**TASK PROMPT**
Would you give all of the records again, exactly as they read?

**RECORDS PROVIDED**
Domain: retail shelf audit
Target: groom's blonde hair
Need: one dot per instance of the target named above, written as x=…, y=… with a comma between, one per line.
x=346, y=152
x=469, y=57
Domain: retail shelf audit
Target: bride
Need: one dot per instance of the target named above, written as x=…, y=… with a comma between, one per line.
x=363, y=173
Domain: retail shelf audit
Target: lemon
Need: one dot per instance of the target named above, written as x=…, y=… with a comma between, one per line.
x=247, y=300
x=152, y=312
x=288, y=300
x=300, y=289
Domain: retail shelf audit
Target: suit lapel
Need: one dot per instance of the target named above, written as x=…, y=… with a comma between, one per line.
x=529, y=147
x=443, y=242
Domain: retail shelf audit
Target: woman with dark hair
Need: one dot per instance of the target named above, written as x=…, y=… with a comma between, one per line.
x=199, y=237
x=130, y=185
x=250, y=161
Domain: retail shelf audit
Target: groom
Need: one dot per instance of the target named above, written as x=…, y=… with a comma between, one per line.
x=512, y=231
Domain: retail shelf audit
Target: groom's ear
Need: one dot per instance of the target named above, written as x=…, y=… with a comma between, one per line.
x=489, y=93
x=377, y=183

**YOUR SOLUTION**
Domain: retail shelf audit
Target: groom's blonde hair
Need: one dot per instance of the target named above, written as x=…, y=… with a comma between, one per line.
x=346, y=152
x=469, y=57
Domain: retail shelf audit
Target: bride
Need: one dot per instance of the target named above, written as x=…, y=… with a comma between, one per line.
x=363, y=173
Domain: retail shelf audit
Target: lemon
Need: one dot per instance of the target named above, written as x=…, y=… with a comma between, one per line.
x=247, y=300
x=152, y=312
x=288, y=300
x=300, y=289
Domain: retail shelf audit
Target: suit lapel
Need: one dot per instance of the target named above, written as x=…, y=… with a comma between, one per line.
x=529, y=147
x=443, y=242
Domain: retail shelf audit
Target: woman with dark hair
Need: one dot per instance of the target named above, written as x=…, y=… with a comma between, one per line.
x=199, y=237
x=130, y=185
x=250, y=161
Domain: retail shelf audit
Target: groom
Need: one dot per instance of the target named above, written as x=…, y=… with a comma between, one per line.
x=512, y=231
Domain: retail shelf audit
Target: groom's ear
Need: one dot per instance of the target named above, written as x=…, y=… with a comma between, one per line.
x=489, y=93
x=377, y=183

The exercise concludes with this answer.